====== TEXTO FORNECIDO ======

Entre Oscars, ponderações sobre o infilmável e polêmicas literárias, As Aventuras de Pi consegue se sobressair exatamente quando o foco das atenções é detido em pequenos movimentos internos sobre a forma em que sua adaptação toma vida na tela. Muito se quis explorar sobre o plágio de Yann Martel, autor do livro que originou o filme, sobre Max e os Felinos de Moacyr Scliar, mas enquanto o conto de Scliar era uma metáfora eminentemente política – o jaguar, (leia-se a ditadura), como “uma realidade feroz que poderia usar da violência a qualquer instante sobre o outro” – o conto de Martel vinha com a causa honorária de provar a existência de Deus.

====== REGISTROS FORNECIDOS ======

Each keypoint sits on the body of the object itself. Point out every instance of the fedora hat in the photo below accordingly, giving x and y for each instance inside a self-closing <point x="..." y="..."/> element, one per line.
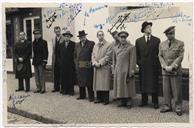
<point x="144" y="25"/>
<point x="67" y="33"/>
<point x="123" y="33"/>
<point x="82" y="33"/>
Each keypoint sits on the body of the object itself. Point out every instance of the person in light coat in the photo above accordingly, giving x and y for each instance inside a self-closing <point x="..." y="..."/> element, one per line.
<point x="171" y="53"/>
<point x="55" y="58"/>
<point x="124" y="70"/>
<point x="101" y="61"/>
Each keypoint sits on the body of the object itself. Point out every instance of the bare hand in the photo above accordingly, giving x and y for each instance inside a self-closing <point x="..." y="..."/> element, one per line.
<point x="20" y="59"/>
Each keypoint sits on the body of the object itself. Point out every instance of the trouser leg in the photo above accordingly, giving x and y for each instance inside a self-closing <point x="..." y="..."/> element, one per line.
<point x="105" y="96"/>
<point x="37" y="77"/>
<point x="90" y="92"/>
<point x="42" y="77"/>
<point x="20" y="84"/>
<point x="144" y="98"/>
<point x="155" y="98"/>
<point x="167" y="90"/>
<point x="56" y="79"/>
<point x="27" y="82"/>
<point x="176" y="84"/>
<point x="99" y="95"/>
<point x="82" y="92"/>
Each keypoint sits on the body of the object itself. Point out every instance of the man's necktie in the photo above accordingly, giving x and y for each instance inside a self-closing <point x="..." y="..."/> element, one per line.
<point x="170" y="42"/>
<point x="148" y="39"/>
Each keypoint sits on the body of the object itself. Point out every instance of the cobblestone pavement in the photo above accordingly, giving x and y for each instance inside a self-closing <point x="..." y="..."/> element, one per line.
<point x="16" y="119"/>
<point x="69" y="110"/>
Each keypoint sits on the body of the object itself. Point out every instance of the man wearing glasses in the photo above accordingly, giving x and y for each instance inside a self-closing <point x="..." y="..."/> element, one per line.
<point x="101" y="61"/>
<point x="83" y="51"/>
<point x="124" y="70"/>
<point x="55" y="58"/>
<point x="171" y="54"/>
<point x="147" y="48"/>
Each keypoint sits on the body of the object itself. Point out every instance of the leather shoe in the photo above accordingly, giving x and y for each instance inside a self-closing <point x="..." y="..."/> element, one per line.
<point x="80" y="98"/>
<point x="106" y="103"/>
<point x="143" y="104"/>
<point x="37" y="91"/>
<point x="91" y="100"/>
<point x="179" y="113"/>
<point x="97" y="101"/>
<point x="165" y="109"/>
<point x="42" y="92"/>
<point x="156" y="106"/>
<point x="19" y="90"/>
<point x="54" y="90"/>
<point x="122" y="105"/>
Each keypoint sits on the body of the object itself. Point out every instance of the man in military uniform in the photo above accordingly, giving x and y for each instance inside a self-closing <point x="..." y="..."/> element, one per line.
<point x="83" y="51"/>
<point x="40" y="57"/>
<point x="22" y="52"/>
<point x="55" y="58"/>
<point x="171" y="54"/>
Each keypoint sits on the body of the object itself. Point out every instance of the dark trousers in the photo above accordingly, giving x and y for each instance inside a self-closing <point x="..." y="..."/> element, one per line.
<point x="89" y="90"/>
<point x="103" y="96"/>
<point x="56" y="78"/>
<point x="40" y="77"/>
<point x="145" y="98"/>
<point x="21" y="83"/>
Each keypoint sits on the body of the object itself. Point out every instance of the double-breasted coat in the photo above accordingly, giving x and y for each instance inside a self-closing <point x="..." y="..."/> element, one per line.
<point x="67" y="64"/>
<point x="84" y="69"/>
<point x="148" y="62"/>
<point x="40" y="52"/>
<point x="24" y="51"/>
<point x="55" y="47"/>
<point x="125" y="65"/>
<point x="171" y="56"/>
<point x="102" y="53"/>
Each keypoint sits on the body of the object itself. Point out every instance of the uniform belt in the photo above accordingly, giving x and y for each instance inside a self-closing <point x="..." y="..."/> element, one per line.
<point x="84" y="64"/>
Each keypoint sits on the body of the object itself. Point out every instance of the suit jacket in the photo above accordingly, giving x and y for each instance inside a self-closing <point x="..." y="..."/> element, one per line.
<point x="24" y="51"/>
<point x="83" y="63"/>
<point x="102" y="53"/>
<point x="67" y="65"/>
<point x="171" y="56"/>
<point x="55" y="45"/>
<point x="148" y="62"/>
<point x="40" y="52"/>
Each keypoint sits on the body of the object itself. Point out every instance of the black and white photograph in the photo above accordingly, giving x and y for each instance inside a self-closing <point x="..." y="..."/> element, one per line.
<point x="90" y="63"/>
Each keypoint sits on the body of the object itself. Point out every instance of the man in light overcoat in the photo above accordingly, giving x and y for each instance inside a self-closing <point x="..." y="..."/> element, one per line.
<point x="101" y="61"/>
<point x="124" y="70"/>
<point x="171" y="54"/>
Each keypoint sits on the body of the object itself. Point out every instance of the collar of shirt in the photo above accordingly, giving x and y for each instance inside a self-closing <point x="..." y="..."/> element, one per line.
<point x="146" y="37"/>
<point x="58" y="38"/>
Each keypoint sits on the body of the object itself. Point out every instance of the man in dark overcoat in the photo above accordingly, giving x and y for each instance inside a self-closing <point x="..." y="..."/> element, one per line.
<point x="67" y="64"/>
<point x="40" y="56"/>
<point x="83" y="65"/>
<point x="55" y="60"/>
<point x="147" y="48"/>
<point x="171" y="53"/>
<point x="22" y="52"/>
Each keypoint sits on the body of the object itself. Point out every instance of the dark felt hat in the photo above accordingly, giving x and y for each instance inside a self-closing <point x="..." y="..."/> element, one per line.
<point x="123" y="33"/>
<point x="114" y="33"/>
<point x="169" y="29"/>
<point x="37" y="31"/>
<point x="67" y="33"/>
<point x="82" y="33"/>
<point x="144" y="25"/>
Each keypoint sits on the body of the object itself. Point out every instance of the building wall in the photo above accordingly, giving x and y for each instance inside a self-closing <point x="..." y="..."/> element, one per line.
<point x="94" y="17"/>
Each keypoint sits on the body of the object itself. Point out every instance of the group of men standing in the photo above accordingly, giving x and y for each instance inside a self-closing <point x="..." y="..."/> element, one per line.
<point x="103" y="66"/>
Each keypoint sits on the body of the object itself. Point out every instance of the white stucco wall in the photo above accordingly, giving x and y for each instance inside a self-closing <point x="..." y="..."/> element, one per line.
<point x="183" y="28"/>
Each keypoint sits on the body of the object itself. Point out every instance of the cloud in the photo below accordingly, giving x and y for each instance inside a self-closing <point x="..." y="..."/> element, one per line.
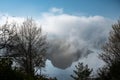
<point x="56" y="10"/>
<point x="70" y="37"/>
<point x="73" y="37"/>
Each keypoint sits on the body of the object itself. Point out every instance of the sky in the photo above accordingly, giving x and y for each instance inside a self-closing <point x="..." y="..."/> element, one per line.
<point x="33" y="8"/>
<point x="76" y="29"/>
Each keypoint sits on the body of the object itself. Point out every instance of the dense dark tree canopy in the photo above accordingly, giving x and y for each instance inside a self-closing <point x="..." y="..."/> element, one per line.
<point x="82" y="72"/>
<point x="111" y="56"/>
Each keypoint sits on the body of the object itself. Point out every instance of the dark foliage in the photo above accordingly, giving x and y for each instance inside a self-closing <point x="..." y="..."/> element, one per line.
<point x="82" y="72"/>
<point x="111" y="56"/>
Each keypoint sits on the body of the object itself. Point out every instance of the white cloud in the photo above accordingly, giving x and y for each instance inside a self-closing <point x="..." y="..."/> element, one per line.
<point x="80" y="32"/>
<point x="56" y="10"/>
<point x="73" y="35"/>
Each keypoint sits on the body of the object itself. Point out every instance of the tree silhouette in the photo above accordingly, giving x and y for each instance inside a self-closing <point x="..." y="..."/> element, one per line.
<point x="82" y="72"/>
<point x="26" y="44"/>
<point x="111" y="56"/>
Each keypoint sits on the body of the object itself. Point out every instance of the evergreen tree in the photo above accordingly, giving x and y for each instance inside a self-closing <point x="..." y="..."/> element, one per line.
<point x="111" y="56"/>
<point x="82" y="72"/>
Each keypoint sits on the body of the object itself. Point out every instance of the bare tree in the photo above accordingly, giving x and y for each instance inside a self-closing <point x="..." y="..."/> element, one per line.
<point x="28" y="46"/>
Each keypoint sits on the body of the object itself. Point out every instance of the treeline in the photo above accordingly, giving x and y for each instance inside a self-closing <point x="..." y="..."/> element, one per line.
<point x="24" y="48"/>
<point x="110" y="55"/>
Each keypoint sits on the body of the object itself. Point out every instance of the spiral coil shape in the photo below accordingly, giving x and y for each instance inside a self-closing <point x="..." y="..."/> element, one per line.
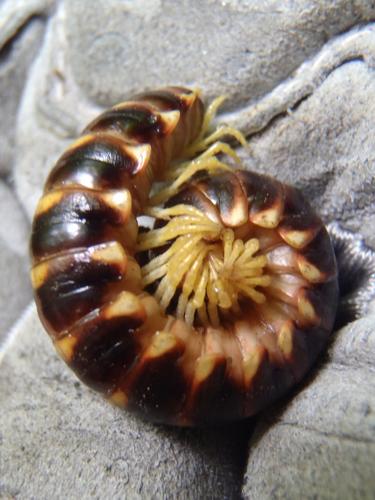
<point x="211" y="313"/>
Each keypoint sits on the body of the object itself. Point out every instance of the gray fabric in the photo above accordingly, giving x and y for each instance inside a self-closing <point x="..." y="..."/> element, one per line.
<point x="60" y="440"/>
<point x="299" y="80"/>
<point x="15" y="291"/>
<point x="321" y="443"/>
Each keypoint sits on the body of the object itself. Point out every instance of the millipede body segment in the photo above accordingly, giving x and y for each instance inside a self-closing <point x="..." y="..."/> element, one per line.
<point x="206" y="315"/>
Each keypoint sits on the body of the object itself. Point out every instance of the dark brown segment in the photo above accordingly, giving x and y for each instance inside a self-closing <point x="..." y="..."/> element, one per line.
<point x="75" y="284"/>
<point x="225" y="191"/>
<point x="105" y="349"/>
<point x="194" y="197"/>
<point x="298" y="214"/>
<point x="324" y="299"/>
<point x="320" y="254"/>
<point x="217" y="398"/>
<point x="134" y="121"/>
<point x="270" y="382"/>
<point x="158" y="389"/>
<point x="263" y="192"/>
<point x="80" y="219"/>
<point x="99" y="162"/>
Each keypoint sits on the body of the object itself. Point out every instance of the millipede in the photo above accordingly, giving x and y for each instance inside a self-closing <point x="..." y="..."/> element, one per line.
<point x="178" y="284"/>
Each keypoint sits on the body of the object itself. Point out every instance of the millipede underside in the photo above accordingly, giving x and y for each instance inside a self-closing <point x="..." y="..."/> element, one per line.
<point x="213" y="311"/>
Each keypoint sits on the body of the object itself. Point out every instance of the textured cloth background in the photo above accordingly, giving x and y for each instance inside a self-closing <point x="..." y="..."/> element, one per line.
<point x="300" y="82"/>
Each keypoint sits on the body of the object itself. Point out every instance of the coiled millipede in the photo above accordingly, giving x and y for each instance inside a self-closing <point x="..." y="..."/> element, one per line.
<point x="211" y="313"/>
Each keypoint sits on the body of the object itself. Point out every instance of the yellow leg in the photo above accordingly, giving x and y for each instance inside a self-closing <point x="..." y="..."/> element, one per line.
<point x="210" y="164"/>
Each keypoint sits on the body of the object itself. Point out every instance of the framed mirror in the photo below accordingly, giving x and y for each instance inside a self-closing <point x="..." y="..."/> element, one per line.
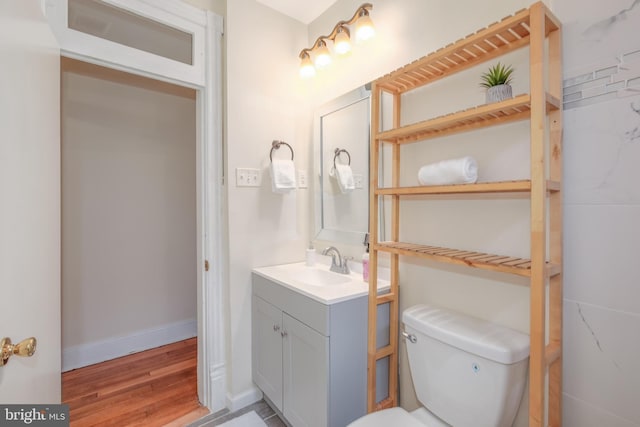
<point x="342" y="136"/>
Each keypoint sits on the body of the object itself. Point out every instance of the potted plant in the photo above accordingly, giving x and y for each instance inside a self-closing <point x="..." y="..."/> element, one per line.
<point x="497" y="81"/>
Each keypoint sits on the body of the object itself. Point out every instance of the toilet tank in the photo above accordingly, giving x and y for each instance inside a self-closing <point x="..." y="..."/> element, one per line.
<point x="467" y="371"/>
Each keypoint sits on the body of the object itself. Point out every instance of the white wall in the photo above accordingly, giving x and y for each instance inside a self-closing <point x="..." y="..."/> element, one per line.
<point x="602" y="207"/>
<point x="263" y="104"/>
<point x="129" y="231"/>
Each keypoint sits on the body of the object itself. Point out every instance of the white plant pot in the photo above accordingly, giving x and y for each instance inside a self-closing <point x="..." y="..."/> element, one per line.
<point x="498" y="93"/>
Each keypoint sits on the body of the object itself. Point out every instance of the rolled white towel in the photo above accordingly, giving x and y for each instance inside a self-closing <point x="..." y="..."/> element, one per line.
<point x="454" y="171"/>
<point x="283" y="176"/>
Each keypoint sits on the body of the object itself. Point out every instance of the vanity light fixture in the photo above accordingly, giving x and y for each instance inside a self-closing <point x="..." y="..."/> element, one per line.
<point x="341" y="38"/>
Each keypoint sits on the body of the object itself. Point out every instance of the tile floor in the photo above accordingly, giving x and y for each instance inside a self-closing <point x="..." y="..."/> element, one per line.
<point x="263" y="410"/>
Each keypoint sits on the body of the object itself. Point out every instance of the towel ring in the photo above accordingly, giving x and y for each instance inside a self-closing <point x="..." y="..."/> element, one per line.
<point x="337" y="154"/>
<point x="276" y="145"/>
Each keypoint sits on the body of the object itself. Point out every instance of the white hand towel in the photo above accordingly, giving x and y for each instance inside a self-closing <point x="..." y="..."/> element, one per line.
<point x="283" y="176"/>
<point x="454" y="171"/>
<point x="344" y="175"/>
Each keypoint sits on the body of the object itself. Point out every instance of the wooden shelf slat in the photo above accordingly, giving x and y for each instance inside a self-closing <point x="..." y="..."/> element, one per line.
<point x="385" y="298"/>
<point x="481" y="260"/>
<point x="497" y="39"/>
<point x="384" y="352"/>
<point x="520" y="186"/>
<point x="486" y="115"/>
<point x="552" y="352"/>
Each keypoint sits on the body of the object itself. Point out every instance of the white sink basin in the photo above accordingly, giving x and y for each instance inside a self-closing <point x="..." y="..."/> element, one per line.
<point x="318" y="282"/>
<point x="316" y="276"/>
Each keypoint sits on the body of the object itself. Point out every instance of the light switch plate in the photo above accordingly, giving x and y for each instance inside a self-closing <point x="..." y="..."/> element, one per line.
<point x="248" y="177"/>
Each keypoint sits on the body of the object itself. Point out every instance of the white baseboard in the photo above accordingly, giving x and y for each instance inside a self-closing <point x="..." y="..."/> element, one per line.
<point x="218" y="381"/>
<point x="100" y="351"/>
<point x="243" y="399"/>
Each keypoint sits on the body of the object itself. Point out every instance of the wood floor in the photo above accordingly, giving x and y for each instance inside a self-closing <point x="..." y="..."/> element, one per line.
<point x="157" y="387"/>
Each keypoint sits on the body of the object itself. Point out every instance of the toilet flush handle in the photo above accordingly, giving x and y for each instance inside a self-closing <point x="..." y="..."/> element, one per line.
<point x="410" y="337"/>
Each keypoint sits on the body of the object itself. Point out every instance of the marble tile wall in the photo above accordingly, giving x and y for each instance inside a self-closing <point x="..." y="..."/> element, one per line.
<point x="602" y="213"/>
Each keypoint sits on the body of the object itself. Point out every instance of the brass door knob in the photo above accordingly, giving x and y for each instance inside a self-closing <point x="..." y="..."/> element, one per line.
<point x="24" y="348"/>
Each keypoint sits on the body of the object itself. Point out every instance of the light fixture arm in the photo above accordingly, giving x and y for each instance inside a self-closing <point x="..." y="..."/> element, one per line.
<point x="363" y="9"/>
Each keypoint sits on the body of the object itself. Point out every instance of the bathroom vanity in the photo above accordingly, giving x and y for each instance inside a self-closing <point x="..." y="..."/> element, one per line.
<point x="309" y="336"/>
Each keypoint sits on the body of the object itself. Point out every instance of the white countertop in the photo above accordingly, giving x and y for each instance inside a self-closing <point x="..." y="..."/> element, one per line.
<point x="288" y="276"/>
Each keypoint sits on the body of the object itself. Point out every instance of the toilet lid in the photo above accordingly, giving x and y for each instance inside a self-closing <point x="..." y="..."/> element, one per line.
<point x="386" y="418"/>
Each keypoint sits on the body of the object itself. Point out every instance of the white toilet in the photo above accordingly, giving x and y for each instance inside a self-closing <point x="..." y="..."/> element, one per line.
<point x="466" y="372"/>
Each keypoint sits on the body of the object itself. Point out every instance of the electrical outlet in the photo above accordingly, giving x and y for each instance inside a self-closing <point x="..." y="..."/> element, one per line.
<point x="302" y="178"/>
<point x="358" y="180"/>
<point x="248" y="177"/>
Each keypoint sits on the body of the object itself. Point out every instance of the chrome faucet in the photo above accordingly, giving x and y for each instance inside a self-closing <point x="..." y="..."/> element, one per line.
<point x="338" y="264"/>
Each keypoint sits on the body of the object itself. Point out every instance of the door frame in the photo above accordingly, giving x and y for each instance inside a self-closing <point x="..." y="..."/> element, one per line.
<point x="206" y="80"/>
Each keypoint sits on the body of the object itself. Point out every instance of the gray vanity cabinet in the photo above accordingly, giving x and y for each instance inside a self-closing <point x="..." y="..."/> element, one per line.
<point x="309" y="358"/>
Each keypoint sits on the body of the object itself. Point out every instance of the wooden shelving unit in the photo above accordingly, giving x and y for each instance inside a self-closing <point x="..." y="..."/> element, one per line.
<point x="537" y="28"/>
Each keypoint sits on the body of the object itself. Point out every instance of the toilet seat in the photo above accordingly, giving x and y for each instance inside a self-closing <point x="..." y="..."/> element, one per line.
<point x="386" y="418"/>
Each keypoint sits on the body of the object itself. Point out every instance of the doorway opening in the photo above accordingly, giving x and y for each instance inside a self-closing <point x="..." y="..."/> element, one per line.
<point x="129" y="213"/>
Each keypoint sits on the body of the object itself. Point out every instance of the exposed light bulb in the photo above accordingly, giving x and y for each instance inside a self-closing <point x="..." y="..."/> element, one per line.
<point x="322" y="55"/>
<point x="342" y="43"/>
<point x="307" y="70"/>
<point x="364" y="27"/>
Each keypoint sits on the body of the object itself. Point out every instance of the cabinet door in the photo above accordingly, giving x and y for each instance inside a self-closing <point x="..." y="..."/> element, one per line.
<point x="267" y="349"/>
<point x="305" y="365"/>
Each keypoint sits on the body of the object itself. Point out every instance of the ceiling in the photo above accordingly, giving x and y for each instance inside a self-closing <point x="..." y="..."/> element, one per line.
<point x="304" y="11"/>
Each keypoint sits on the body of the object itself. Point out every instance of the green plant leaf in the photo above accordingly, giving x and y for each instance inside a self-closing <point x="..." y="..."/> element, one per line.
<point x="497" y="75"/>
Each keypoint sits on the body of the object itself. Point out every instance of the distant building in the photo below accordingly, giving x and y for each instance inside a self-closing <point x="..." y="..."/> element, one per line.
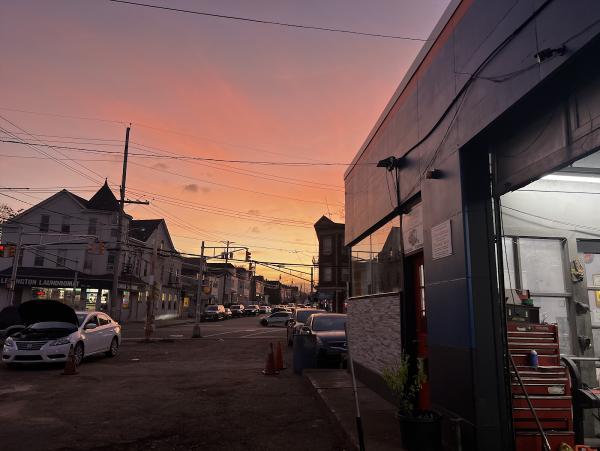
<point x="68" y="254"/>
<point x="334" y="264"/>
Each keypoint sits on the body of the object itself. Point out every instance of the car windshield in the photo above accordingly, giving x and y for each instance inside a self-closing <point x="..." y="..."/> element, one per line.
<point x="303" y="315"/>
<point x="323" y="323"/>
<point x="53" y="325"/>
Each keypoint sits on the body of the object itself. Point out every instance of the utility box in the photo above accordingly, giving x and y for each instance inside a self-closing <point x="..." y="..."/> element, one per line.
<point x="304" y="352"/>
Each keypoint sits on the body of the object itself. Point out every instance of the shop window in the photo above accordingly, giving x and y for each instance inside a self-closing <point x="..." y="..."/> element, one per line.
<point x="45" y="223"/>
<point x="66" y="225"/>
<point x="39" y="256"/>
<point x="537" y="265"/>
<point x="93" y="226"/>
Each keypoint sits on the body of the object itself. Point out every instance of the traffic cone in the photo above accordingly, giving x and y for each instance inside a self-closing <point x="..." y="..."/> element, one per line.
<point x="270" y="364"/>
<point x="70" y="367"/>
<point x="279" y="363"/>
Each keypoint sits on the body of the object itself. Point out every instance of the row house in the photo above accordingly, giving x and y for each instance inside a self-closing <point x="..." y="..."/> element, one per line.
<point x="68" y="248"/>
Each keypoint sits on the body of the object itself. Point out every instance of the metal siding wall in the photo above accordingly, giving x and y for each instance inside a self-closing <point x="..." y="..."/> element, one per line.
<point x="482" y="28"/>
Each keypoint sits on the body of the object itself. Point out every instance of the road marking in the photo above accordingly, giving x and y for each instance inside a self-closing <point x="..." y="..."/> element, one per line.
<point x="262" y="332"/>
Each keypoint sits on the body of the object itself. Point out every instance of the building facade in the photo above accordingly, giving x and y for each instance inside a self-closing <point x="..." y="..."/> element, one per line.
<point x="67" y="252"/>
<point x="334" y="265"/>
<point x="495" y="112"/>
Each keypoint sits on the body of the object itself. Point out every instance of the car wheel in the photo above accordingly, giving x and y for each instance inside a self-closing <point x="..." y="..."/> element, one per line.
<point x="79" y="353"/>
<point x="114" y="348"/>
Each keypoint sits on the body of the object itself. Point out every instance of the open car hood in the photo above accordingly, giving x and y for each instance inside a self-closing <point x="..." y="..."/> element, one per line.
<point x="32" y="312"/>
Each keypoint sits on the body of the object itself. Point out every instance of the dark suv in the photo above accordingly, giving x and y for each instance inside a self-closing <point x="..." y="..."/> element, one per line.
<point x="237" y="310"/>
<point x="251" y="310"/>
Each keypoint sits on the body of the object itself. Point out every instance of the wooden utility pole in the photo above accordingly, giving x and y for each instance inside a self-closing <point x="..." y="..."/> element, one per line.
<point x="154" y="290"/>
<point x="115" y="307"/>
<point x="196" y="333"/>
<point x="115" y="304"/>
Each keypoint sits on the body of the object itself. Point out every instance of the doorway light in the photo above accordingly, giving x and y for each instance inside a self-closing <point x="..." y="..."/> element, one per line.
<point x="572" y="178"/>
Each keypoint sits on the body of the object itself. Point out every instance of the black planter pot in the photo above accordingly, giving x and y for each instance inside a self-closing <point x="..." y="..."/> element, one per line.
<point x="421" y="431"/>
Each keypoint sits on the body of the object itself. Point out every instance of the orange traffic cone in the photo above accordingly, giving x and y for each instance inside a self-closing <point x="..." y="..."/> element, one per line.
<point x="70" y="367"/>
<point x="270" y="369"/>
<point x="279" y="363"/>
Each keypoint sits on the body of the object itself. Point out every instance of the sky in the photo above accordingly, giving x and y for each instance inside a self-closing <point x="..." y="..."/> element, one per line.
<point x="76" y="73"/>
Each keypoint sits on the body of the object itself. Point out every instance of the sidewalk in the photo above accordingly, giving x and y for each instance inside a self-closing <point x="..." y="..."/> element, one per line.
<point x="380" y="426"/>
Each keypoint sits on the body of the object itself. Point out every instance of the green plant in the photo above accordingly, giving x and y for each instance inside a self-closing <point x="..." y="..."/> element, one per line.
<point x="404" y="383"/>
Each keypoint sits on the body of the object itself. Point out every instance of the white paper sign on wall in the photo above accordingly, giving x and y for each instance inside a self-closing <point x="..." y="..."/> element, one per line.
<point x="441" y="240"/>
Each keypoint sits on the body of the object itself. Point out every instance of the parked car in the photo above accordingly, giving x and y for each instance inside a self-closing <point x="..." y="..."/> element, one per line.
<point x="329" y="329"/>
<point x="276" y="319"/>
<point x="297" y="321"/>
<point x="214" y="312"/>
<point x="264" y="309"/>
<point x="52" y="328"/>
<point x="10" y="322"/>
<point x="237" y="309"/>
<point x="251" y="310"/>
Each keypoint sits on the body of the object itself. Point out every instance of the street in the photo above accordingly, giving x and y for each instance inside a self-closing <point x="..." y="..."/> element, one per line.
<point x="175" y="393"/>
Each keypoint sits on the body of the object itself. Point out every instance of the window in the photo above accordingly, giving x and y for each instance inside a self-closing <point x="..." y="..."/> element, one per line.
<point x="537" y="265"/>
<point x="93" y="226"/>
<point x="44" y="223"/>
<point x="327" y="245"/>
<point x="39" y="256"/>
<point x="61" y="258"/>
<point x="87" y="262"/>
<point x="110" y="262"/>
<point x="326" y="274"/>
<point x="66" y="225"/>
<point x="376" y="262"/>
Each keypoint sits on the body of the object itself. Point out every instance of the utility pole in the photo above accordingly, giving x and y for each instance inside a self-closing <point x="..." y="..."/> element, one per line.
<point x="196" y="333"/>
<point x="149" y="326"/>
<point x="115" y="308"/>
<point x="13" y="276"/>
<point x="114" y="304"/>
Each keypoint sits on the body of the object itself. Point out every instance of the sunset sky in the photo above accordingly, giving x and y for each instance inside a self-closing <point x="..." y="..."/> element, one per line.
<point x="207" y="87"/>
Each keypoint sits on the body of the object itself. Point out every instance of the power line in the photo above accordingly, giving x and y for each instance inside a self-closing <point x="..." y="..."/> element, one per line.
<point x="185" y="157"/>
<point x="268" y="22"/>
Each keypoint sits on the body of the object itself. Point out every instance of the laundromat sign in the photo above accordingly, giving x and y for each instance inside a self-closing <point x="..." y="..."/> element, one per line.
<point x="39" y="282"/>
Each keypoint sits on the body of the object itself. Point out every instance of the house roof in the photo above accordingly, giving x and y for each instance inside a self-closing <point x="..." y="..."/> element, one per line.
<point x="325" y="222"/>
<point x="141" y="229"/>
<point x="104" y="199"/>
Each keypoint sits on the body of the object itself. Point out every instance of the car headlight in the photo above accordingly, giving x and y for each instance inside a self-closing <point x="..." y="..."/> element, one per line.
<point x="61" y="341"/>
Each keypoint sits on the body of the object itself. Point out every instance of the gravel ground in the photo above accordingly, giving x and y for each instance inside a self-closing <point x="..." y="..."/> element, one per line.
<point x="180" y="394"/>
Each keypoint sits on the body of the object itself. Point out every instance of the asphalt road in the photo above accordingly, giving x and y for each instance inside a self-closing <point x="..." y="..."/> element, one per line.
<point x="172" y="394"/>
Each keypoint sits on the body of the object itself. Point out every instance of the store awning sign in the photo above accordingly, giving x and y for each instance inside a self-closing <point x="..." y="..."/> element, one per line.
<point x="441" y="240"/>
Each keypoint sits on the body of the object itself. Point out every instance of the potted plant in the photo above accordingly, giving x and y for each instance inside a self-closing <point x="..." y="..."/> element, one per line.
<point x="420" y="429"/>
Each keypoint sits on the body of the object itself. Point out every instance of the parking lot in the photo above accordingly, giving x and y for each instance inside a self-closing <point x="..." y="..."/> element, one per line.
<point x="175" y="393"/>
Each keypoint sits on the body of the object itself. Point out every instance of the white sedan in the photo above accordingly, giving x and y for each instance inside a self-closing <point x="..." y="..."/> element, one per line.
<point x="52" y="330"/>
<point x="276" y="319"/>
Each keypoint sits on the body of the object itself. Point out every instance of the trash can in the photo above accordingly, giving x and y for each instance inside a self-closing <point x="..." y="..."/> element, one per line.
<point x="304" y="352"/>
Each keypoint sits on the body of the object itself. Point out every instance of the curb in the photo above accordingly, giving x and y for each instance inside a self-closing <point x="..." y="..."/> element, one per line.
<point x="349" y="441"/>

======

TAREFAS PROPOSTAS:
A - No texto sobre As Aventuras de Pi, quais são os elementos enumerados logo após a palavra "Entre", na primeira frase?
B - Reescreva o trecho do texto sobre As Aventuras de Pi que começa nas palavras "Entre Oscars, ponderações" e termina após "existência de Deus.", trocando "conto" por "relato".
Os registros não têm relação alguma com o que se pede aqui.

RESPOSTAS:
A - Oscars; ponderações sobre o infilmável; polêmicas literárias.

B -
Entre Oscars, ponderações sobre o infilmável e polêmicas literárias, As Aventuras de Pi consegue se sobressair exatamente quando o foco das atenções é detido em pequenos movimentos internos sobre a forma em que sua adaptação toma vida na tela. Muito se quis explorar sobre o plágio de Yann Martel, autor do livro que originou o filme, sobre Max e os Felinos de Moacyr Scliar, mas enquanto o relato de Scliar era uma metáfora eminentemente política – o jaguar, (leia-se a ditadura), como “uma realidade feroz que poderia usar da violência a qualquer instante sobre o outro” – o relato de Martel vinha com a causa honorária de provar a existência de Deus.